• **Sayfa Alıntısı**
# # # # # # #

Mirasta Tenkis Davası Nedir?
Ölüme bağlı tasarruflar ile ilgili birçok dava vardır. Ancak bunlardan en önemlileri,
1-Muris muvazaası nedeni ile tapu iptal ve tescil davası,(Muvazaa nedeni ile tapu iptal davasının benzeri)
2-Ölüme bağlı tasarrufların iptali davası
3-Tenkis davası,
4-Vasiyetnamenin iptali davasıdır.
Bunlardan tenkis davası inceleme konusu yapılacaktır.
Saklı payın ne olduğu, saklı pay oranlarının daha önceki yayınlanan makalemizde açıklamıştır. Saklı payı aşan tasarruflar yasa hükmüne aykırı olduğundan iptal edilebilir. Saklı payı aşan tasarrufların murisin mal varlığına geri döndürülmesi için açılan davaya tenkis davası denir. Tenkis davasının amacı miras bırakının kanunun tanıdığı yetkisini aşarak fazla yaptığı tasarrufların mirasçılara intikalini sağlayan davadır.

# # # # # # #

[Kaynak kayıtları]
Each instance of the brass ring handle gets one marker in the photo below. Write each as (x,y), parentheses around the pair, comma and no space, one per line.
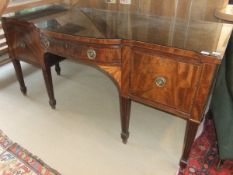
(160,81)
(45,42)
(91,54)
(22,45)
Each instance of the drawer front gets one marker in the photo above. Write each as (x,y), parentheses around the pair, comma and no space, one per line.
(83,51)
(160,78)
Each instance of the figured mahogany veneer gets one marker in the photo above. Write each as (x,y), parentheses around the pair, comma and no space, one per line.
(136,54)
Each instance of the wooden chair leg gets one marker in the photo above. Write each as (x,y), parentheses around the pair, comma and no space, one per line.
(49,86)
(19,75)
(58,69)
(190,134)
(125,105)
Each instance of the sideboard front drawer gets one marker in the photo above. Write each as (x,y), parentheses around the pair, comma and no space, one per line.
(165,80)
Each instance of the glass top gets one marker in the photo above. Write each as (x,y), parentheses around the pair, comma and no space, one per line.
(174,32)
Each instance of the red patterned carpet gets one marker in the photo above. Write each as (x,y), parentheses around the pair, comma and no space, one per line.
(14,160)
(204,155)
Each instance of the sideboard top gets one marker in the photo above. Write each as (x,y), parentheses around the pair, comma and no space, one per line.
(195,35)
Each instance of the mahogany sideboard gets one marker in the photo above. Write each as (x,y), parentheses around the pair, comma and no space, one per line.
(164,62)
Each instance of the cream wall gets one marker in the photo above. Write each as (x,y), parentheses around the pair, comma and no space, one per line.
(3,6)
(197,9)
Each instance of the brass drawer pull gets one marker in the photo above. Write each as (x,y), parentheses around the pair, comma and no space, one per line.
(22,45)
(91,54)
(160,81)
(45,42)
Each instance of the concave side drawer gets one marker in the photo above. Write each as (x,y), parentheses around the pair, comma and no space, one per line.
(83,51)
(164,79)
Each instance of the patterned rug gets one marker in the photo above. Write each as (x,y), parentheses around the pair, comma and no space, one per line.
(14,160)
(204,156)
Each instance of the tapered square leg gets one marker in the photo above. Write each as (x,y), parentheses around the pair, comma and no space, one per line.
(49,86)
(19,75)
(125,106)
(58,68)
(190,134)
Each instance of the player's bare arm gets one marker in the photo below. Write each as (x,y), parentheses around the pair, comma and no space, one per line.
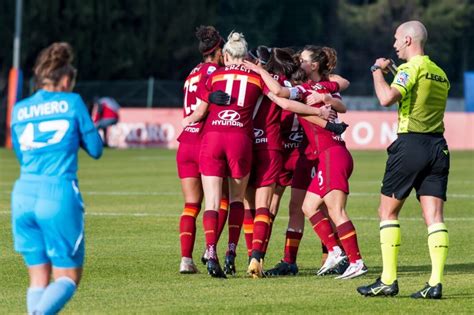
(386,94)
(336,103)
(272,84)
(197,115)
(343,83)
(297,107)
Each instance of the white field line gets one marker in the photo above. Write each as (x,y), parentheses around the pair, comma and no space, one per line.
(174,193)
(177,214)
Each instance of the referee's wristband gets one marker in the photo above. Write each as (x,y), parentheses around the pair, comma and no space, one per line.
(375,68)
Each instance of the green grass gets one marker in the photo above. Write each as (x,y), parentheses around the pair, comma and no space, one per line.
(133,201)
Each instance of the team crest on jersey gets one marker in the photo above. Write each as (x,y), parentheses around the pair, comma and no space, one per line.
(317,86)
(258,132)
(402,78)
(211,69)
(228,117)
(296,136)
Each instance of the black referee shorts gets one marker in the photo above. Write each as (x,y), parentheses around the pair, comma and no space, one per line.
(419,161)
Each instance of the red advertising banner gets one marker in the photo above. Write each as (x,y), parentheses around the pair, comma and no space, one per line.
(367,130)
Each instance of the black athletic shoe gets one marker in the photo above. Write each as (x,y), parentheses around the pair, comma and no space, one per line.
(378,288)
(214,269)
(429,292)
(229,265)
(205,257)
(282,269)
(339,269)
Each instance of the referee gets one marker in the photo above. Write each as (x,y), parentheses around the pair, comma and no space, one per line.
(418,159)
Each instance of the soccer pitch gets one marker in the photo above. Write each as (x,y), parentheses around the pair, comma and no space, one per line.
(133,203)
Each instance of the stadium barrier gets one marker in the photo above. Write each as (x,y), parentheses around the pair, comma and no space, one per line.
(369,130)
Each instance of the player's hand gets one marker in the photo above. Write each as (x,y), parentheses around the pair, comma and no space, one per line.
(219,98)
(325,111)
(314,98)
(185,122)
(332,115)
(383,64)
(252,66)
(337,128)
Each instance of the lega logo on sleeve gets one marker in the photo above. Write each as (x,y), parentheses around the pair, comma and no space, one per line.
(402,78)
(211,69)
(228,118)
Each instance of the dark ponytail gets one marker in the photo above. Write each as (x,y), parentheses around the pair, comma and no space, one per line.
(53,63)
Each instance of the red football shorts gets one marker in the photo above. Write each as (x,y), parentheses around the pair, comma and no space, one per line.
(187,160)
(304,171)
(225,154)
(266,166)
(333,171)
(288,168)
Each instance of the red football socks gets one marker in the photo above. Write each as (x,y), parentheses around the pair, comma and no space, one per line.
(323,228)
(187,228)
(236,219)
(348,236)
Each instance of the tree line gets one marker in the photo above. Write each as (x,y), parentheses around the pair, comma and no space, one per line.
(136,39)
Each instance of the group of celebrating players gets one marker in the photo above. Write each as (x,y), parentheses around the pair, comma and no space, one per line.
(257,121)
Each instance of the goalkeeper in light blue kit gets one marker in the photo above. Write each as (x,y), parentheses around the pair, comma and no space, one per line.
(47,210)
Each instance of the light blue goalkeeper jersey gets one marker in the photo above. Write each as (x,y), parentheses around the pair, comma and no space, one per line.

# # # # # # #

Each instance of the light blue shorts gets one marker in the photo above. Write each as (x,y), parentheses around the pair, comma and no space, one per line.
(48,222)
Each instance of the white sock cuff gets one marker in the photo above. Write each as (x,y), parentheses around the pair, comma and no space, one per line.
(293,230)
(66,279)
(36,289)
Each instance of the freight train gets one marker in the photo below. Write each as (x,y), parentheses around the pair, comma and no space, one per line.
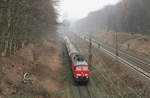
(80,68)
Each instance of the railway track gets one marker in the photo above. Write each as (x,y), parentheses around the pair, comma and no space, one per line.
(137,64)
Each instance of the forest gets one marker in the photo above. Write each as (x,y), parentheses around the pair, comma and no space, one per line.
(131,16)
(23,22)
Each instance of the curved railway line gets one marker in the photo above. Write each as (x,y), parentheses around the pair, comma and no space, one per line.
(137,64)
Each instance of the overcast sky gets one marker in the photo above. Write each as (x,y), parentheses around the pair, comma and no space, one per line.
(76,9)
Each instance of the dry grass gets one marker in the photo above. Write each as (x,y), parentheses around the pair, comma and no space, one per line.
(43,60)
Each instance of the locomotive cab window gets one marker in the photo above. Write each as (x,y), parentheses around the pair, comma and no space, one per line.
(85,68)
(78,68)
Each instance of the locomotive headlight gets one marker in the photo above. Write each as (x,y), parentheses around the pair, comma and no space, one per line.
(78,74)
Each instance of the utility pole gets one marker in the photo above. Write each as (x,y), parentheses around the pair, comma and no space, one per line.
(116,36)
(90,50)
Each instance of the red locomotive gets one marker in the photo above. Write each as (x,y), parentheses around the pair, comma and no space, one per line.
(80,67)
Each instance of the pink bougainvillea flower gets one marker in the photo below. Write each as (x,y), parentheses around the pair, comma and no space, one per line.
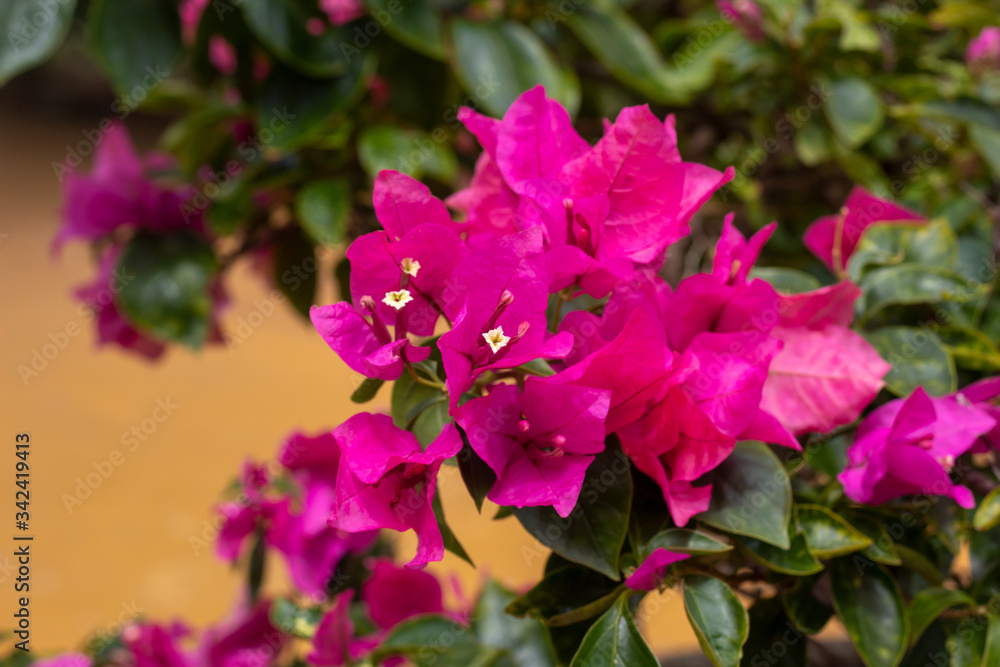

# # # # # # #

• **Gereksinimler**
Mirasta tenkis davasını anlatan sayfa alıntısını, son cümlesinden sonra kaldığı yerden alıp sürdürün.

• **Çözümlü Problem**
Tenkis davası murisin (miras bırakanın) ölümünden sonra açılması gerekir. Öncesinde açılacak bir dava ret edilecektir. Muris sağ olduğu müddetçe, vasi atansa dahi bu davanın açılması mümkün değildir. Tenkis davası, miras bırakanın mirasçılar aleyhine mal kaçırma amaçlı işlemlerin iptalinde etkili olan bir dava yoludur. Aynı amacı güden muris muvazaası ve ölüme bağlı tasarrufların iptali davalarından farklıdır.
Saklı pay sahibi mirasçılar kanunda tahdidi olarak sayılmıştır. Kanunda saklı payları da ayrıca mirasçıya göre değişen şekilde belirtilmiştir. Saklı pay mirasçısı murisin yaptığı tasarruflara karşı miras payları belirli oranlarda korunan mirasçılardır. Bunları özetlersek murisin altsoyu (Çocukları, evlatlıkları, torunları ve onların çocukları), anne-babası ve eşidir. Kardeşlerin saklı payı 10 Mayıs 2007 yılında kanun değişikliği ile sonlandırılmıştır. Artık kardeşlerin saklı payı olmadığını hatırlatmak isteriz. Bu tarihten önce saklı paylarının olduğunu hatırlatmak isteriz.
Tenkise konu tasarruf yeni Türk Medeni Kanunun yürürlük tarihi olan 1.1.2002 tarihinden önce yapılmış olabilir. Bu tasarruflarda tenkisi tabidir. Çünkü benzer düzenlemeler eski kanunda da mevcuttur. Miras bırakan saklı payın dışında kalan mirasını dilediği gibi tasarruf edebilir. Buna hukuki dilde tasarruf oranı denir. Tasarruf oranı mirasçıların kim olduğuna göre değişmektedir. Tasarruf oranını aşmayan bağışlar vs tenkisi söz konusu değildir. Ancak iptal davasına konu olabilir.
Tereke nedir, nelerden oluşur?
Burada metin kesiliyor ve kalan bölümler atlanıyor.